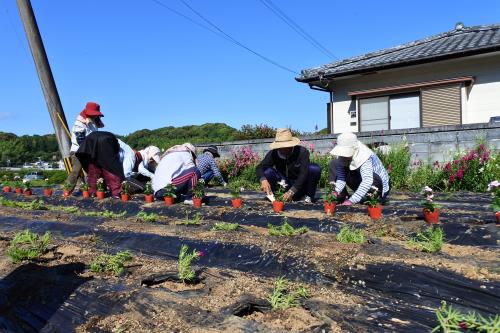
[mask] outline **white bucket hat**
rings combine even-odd
[[[337,137],[337,145],[330,151],[331,155],[352,157],[349,168],[356,170],[373,154],[354,133],[342,133]]]
[[[269,145],[271,149],[295,147],[300,143],[300,139],[292,136],[288,128],[278,128],[274,142]]]
[[[337,145],[330,151],[331,155],[352,157],[358,147],[358,137],[354,133],[342,133],[337,137]]]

EXERCISE BRIEF — Without copying the pictures, transcribe the entries exactly.

SOLUTION —
[mask] outline **white bucket hat**
rings combine even-odd
[[[337,137],[337,145],[330,151],[331,155],[352,157],[349,168],[356,170],[373,154],[354,133],[342,133]]]
[[[269,145],[271,149],[295,147],[300,143],[300,139],[292,136],[288,128],[278,128],[274,142]]]
[[[337,145],[330,151],[331,155],[352,157],[358,147],[358,137],[354,133],[342,133],[337,137]]]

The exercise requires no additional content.